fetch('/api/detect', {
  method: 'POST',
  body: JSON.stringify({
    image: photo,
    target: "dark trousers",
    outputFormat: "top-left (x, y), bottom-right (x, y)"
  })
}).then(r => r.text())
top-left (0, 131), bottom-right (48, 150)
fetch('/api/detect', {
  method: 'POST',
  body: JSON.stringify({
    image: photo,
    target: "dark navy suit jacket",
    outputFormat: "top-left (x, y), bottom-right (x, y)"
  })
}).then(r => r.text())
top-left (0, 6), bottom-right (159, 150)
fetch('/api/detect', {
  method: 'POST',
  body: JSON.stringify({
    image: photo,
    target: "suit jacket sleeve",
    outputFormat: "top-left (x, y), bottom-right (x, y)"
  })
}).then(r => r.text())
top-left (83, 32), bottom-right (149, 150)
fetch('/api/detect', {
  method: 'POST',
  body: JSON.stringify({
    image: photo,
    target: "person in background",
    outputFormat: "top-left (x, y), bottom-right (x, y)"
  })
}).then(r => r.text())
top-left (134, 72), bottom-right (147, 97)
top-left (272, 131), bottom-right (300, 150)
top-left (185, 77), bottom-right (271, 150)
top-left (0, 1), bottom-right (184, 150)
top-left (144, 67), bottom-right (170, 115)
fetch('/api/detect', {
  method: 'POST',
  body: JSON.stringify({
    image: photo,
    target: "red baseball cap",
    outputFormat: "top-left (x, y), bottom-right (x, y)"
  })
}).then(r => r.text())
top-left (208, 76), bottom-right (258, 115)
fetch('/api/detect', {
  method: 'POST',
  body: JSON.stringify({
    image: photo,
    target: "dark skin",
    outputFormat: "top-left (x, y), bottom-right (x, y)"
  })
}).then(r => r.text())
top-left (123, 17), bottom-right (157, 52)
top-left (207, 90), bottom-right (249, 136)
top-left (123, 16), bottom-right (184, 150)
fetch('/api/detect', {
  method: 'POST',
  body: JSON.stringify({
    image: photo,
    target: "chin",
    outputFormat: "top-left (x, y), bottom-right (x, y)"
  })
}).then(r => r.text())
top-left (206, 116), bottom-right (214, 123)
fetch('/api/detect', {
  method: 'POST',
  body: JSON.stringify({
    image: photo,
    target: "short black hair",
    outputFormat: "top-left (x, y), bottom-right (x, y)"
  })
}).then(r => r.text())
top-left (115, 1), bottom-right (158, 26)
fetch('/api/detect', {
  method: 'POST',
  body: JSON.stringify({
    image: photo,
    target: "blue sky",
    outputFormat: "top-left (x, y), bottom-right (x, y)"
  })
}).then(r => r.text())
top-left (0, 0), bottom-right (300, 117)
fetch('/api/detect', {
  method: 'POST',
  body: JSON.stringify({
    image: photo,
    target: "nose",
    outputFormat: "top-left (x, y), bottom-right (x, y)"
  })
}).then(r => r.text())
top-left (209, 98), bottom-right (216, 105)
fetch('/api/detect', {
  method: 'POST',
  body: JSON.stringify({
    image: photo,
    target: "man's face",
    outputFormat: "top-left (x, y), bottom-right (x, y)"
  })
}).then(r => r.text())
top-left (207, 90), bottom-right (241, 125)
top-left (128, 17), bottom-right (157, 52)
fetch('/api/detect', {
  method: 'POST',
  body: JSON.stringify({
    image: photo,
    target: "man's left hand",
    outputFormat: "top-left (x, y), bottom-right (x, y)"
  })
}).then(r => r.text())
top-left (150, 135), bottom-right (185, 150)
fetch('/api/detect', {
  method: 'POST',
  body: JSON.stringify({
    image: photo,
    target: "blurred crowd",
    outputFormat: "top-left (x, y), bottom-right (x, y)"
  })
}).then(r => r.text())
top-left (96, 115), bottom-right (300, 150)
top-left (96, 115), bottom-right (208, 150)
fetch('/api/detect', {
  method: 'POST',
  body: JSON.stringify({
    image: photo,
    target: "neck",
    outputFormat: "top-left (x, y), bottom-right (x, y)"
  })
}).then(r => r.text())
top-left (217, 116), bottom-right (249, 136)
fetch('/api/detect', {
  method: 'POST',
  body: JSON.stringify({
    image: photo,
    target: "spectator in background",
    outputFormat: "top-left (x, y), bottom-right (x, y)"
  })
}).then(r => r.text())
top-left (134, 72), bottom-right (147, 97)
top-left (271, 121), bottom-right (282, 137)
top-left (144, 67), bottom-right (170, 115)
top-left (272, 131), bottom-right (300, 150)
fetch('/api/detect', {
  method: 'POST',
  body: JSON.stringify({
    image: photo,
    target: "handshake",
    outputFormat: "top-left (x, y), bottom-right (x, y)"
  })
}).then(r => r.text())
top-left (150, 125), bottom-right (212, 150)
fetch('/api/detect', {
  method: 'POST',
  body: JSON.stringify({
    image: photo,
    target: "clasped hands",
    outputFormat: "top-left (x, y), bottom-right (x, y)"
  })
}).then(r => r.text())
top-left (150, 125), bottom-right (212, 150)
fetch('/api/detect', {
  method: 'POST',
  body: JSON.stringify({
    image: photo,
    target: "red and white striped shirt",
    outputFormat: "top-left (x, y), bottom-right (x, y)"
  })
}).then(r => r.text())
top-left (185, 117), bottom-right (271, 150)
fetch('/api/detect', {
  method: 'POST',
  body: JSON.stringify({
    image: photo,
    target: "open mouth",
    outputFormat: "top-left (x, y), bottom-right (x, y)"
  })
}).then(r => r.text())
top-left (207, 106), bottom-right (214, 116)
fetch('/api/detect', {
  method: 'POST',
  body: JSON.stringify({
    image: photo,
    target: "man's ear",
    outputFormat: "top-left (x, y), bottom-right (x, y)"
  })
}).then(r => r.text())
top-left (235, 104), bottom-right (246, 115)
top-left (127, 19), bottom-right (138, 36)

EXERCISE AIM — Copy out the whole listing, exactly as written.

REPLY —
fetch('/api/detect', {
  method: 'POST',
  body: JSON.stringify({
    image: photo,
    target: "dark trousers",
    outputFormat: "top-left (x, y), bottom-right (x, y)"
  })
}).then(r => r.text())
top-left (0, 131), bottom-right (48, 150)
fetch('/api/detect', {
  method: 'POST',
  body: JSON.stringify({
    image: photo,
    target: "dark navy suit jacket",
    outputFormat: "top-left (x, y), bottom-right (x, y)"
  })
}).then(r => r.text())
top-left (0, 6), bottom-right (159, 150)
fetch('/api/detect', {
  method: 'POST',
  body: JSON.stringify({
    image: photo,
    target: "suit jacket sleeve",
    outputFormat: "top-left (x, y), bottom-right (x, y)"
  })
}).then(r => r.text())
top-left (83, 32), bottom-right (149, 150)
fetch('/api/detect', {
  method: 'POST',
  body: JSON.stringify({
    image: photo,
    target: "person in background",
    outputFormat: "top-left (x, y), bottom-right (x, y)"
  })
}).then(r => r.text())
top-left (134, 72), bottom-right (147, 97)
top-left (272, 131), bottom-right (300, 150)
top-left (185, 77), bottom-right (271, 150)
top-left (0, 1), bottom-right (184, 150)
top-left (144, 67), bottom-right (170, 115)
fetch('/api/detect', {
  method: 'POST',
  body: JSON.stringify({
    image: photo,
    target: "red baseball cap",
    outputFormat: "top-left (x, y), bottom-right (x, y)"
  })
}).then(r => r.text())
top-left (208, 76), bottom-right (258, 115)
fetch('/api/detect', {
  method: 'POST',
  body: JSON.stringify({
    image: photo,
    target: "dark skin",
    outputFormat: "top-left (x, y), bottom-right (x, y)"
  })
}).then(r => r.text())
top-left (123, 17), bottom-right (157, 52)
top-left (207, 90), bottom-right (249, 136)
top-left (123, 16), bottom-right (184, 150)
fetch('/api/detect', {
  method: 'POST',
  body: JSON.stringify({
    image: photo,
    target: "chin",
    outputFormat: "top-left (x, y), bottom-right (x, y)"
  })
}).then(r => r.text())
top-left (206, 116), bottom-right (214, 123)
fetch('/api/detect', {
  method: 'POST',
  body: JSON.stringify({
    image: photo,
    target: "short black hair",
    outputFormat: "top-left (x, y), bottom-right (x, y)"
  })
}).then(r => r.text())
top-left (115, 1), bottom-right (158, 26)
fetch('/api/detect', {
  method: 'POST',
  body: JSON.stringify({
    image: photo,
    target: "blue sky",
    outputFormat: "top-left (x, y), bottom-right (x, y)"
  })
}).then(r => r.text())
top-left (0, 0), bottom-right (300, 117)
fetch('/api/detect', {
  method: 'POST',
  body: JSON.stringify({
    image: photo,
    target: "nose",
    outputFormat: "top-left (x, y), bottom-right (x, y)"
  })
}).then(r => r.text())
top-left (209, 98), bottom-right (216, 105)
fetch('/api/detect', {
  method: 'POST',
  body: JSON.stringify({
    image: photo,
    target: "man's face",
    outputFormat: "top-left (x, y), bottom-right (x, y)"
  })
}).then(r => r.text())
top-left (207, 90), bottom-right (241, 125)
top-left (128, 17), bottom-right (157, 52)
fetch('/api/detect', {
  method: 'POST',
  body: JSON.stringify({
    image: photo,
    target: "man's left hand",
    outputFormat: "top-left (x, y), bottom-right (x, y)"
  })
}).then(r => r.text())
top-left (150, 135), bottom-right (185, 150)
fetch('/api/detect', {
  method: 'POST',
  body: JSON.stringify({
    image: photo,
    target: "blurred crowd",
    outputFormat: "top-left (x, y), bottom-right (x, y)"
  })
}).then(r => r.text())
top-left (96, 115), bottom-right (300, 150)
top-left (96, 115), bottom-right (208, 150)
fetch('/api/detect', {
  method: 'POST',
  body: JSON.stringify({
    image: photo,
    target: "neck",
    outputFormat: "top-left (x, y), bottom-right (x, y)"
  })
}).then(r => r.text())
top-left (217, 116), bottom-right (249, 136)
fetch('/api/detect', {
  method: 'POST',
  body: JSON.stringify({
    image: photo,
    target: "spectator in background",
    outputFormat: "top-left (x, y), bottom-right (x, y)"
  })
}).then(r => r.text())
top-left (134, 72), bottom-right (147, 97)
top-left (271, 121), bottom-right (282, 137)
top-left (144, 67), bottom-right (170, 115)
top-left (272, 131), bottom-right (300, 150)
fetch('/api/detect', {
  method: 'POST',
  body: JSON.stringify({
    image: photo,
    target: "handshake",
    outputFormat: "top-left (x, y), bottom-right (x, y)"
  })
}).then(r => r.text())
top-left (150, 125), bottom-right (212, 150)
fetch('/api/detect', {
  method: 'POST',
  body: JSON.stringify({
    image: photo,
    target: "clasped hands",
    outputFormat: "top-left (x, y), bottom-right (x, y)"
  })
}).then(r => r.text())
top-left (150, 125), bottom-right (212, 150)
fetch('/api/detect', {
  method: 'POST',
  body: JSON.stringify({
    image: photo,
    target: "red and white striped shirt",
    outputFormat: "top-left (x, y), bottom-right (x, y)"
  })
}).then(r => r.text())
top-left (185, 117), bottom-right (271, 150)
fetch('/api/detect', {
  method: 'POST',
  body: JSON.stringify({
    image: photo,
    target: "open mouth",
    outputFormat: "top-left (x, y), bottom-right (x, y)"
  })
}).then(r => r.text())
top-left (207, 106), bottom-right (214, 116)
fetch('/api/detect', {
  method: 'POST',
  body: JSON.stringify({
    image: photo,
    target: "man's ear",
    outputFormat: "top-left (x, y), bottom-right (x, y)"
  })
}).then(r => r.text())
top-left (235, 104), bottom-right (246, 115)
top-left (127, 19), bottom-right (138, 36)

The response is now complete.